_Task instructions_
Would you retype, word for word, the line with "task: segment the church tower" and every line after it through the end of the records below?

↓

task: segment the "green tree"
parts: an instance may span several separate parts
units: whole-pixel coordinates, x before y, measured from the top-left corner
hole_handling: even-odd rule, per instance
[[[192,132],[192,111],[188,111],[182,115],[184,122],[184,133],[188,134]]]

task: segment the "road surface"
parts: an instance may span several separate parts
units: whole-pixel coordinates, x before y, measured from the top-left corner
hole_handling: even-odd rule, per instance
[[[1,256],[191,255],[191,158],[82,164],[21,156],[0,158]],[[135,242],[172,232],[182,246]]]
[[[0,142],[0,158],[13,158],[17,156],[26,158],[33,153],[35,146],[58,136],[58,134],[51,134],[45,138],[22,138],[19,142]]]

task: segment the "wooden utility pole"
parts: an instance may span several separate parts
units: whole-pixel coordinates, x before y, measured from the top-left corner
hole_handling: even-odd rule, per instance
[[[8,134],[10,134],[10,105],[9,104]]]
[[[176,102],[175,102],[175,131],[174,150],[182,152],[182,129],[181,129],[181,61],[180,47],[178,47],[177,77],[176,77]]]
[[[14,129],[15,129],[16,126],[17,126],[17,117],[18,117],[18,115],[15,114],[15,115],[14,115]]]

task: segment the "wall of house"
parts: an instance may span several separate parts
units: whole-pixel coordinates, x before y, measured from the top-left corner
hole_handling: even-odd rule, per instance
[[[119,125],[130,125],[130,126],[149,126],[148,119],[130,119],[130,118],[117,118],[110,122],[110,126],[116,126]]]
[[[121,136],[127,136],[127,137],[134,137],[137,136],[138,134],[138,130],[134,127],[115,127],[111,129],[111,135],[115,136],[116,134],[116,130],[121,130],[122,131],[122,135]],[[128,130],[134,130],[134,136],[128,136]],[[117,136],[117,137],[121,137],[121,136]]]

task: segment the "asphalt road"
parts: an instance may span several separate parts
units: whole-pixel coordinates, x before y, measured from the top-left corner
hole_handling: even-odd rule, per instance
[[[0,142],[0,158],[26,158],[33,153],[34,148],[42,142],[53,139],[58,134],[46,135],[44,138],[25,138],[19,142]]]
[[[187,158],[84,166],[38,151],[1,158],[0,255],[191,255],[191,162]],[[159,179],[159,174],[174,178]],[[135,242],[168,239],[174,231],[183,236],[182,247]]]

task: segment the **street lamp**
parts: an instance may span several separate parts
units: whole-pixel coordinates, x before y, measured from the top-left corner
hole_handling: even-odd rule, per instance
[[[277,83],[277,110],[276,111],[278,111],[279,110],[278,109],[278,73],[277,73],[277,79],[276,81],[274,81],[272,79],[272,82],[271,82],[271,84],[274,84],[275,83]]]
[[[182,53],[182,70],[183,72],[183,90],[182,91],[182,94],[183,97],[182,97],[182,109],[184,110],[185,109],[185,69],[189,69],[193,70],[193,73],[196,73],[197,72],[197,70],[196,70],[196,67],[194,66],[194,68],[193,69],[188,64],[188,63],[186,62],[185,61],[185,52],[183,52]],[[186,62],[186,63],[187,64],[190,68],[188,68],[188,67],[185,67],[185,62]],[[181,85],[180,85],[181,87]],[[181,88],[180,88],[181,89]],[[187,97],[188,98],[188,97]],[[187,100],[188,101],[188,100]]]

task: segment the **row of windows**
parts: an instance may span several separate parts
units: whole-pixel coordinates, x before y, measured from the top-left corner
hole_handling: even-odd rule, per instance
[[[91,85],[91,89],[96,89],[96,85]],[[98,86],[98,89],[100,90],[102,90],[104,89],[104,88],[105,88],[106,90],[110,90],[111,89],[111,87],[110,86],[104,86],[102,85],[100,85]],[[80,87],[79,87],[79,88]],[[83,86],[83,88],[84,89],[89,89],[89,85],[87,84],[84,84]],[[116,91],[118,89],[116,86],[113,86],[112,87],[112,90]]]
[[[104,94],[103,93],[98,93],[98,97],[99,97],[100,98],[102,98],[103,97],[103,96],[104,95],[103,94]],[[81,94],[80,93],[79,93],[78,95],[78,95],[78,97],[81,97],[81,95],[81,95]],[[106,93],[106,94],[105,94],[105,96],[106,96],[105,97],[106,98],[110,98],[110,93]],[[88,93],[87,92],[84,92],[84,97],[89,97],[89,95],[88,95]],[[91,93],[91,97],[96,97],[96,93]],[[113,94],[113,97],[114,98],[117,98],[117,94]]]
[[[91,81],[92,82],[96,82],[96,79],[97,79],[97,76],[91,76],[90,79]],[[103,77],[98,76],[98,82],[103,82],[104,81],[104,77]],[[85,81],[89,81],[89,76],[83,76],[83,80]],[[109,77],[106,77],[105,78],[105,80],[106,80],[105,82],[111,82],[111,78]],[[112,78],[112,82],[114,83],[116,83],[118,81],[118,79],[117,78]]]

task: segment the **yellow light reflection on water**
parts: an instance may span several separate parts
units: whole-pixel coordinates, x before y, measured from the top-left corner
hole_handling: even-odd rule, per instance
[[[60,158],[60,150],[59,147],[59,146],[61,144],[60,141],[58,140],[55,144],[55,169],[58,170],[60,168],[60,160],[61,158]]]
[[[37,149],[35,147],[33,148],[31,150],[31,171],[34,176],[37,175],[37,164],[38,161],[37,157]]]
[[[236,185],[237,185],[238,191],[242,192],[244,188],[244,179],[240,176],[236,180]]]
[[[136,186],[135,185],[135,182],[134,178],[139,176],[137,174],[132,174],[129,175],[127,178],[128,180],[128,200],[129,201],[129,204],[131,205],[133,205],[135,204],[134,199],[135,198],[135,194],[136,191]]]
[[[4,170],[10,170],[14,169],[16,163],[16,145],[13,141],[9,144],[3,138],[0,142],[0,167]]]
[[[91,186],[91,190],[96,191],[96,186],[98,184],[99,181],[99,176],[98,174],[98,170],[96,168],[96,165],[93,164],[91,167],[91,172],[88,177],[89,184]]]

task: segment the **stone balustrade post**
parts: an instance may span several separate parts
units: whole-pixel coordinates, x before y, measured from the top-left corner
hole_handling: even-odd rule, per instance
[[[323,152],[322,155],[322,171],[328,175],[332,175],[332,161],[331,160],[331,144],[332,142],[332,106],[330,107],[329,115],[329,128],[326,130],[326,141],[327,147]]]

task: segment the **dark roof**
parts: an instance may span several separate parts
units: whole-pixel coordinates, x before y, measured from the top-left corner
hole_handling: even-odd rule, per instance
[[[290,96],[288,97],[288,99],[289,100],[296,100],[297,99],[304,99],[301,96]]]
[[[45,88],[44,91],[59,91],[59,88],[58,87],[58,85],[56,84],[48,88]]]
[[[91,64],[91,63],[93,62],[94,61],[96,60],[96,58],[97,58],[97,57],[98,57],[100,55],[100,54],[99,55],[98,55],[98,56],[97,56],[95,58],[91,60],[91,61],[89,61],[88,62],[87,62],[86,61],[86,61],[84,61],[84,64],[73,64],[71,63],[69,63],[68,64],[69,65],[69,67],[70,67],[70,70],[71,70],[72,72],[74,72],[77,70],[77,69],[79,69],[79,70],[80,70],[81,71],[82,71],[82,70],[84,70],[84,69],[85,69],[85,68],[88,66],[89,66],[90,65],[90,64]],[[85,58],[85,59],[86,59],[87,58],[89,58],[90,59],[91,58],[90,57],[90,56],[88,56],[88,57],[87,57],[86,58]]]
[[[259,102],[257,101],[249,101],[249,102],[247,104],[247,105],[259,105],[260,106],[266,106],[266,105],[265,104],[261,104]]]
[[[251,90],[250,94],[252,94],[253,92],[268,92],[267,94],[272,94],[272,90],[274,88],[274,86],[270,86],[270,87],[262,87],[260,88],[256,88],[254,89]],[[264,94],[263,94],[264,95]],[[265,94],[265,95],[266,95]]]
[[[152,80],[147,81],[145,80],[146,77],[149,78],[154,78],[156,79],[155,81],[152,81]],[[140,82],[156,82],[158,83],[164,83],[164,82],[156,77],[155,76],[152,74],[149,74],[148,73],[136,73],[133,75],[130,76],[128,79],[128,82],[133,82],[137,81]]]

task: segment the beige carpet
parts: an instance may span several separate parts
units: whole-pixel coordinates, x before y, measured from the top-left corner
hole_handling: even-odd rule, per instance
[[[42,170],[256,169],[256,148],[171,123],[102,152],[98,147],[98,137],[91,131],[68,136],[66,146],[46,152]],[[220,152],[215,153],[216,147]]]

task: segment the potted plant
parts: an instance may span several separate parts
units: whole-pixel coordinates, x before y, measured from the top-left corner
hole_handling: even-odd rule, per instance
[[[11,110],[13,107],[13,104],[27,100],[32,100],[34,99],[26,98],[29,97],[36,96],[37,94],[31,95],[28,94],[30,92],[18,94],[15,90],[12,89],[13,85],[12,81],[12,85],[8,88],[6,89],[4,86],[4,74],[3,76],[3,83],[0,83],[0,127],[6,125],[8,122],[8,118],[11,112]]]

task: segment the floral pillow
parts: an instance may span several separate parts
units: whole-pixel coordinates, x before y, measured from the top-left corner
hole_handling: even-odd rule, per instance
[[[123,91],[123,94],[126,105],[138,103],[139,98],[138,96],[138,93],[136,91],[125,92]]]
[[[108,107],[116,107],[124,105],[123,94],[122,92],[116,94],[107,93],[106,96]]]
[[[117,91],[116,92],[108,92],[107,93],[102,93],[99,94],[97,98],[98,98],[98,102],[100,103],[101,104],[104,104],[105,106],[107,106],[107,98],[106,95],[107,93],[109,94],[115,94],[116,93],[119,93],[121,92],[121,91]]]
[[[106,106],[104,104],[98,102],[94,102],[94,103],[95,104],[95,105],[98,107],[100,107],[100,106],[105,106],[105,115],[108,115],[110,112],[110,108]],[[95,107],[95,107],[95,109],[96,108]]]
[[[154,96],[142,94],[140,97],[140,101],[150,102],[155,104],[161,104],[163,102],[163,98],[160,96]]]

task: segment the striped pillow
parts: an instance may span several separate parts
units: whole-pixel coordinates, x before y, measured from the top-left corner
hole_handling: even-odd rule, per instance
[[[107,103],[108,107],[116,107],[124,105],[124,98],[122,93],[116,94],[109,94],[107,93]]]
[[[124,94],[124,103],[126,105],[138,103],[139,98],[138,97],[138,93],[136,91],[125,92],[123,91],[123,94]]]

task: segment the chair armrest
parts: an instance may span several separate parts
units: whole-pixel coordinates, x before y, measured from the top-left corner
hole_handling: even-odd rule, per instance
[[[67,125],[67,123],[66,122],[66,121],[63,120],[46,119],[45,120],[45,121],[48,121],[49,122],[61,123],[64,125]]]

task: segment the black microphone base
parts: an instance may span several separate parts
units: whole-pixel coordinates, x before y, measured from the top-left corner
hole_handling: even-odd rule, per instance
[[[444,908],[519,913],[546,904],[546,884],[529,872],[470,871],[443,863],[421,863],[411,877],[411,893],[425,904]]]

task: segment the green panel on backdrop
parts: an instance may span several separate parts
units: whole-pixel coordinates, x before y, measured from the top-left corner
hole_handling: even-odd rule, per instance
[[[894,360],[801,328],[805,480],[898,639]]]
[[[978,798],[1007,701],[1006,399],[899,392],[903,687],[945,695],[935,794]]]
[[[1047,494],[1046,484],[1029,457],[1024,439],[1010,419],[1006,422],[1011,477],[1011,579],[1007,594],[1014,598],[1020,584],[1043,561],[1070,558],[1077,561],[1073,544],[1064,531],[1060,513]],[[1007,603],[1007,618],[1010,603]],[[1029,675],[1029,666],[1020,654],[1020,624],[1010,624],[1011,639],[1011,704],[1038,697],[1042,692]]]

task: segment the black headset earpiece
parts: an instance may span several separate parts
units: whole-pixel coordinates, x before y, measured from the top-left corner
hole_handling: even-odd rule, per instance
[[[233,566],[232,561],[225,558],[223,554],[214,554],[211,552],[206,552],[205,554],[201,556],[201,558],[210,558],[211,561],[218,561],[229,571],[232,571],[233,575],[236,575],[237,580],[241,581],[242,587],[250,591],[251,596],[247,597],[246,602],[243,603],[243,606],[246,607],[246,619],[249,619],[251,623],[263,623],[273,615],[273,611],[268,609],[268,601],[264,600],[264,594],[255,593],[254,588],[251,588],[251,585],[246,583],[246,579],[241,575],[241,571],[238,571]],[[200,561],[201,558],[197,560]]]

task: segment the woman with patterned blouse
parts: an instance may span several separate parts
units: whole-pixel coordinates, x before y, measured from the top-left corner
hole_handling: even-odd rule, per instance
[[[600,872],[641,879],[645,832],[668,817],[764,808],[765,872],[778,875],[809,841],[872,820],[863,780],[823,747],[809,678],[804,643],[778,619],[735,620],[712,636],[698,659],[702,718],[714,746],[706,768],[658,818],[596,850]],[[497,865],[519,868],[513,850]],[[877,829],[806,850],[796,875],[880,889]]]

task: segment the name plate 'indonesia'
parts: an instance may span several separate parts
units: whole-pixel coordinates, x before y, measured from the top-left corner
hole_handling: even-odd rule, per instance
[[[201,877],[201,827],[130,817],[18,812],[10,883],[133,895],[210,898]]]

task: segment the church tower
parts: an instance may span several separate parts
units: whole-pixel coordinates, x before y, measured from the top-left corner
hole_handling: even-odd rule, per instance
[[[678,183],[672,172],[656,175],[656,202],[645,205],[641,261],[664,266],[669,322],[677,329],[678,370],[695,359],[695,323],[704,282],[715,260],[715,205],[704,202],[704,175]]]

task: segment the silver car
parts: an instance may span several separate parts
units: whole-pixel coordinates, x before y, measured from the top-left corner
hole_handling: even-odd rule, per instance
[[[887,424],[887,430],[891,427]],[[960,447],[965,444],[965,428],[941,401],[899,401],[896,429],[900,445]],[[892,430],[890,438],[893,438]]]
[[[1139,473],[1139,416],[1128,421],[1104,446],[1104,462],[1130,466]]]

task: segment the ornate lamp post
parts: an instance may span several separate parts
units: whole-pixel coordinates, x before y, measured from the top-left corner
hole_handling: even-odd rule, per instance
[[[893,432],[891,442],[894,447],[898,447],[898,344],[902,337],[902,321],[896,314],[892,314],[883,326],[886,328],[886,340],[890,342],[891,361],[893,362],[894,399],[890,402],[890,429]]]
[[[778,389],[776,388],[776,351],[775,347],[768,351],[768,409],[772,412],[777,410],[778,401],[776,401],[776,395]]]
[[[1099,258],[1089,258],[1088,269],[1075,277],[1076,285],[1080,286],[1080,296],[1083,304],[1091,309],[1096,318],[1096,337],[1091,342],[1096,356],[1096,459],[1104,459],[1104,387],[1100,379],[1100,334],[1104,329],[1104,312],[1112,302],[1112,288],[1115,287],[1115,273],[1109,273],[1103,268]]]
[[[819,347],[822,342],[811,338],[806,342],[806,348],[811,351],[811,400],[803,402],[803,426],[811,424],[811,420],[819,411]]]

↑

_In response_
task: segment the church tower
parts: an instance may span several separate parts
units: whole-pixel coordinates, x before y, measured from the top-left corner
hole_handling: even-odd rule, per instance
[[[678,183],[672,172],[656,175],[656,202],[645,205],[641,261],[664,266],[669,322],[677,329],[678,370],[695,359],[695,323],[704,282],[715,260],[715,205],[704,202],[704,175]]]

task: segment the silver car
parts: an instance may span several separate parts
units: whole-pixel coordinates, x before y, measured from the top-left corner
hole_handling: even-odd rule, per instance
[[[887,424],[887,430],[891,427]],[[960,447],[965,444],[965,428],[941,401],[899,401],[896,429],[900,445]],[[892,430],[890,438],[893,438]]]
[[[1139,473],[1139,416],[1128,421],[1104,446],[1104,462],[1130,466]]]

task: segment the ornate lamp post
parts: an instance may span several separate parts
units: whole-pixel coordinates, x before y, measured from the top-left corner
hole_handling: even-odd rule, per instance
[[[893,432],[891,442],[894,447],[898,447],[898,344],[902,337],[902,321],[896,314],[892,314],[883,326],[886,328],[886,340],[890,342],[891,361],[893,362],[894,399],[890,402],[890,429]]]
[[[778,389],[776,388],[776,351],[775,347],[768,351],[768,409],[772,412],[777,410],[778,401],[776,401],[776,395]]]
[[[1099,258],[1089,258],[1088,269],[1075,277],[1076,285],[1080,286],[1080,296],[1083,304],[1091,309],[1096,318],[1096,337],[1091,342],[1096,356],[1096,459],[1104,459],[1104,387],[1100,379],[1100,334],[1104,329],[1104,312],[1112,302],[1112,288],[1115,287],[1115,273],[1109,273],[1103,268]]]
[[[819,347],[822,342],[811,338],[806,342],[806,348],[811,351],[811,400],[803,402],[803,426],[811,424],[811,420],[819,411]]]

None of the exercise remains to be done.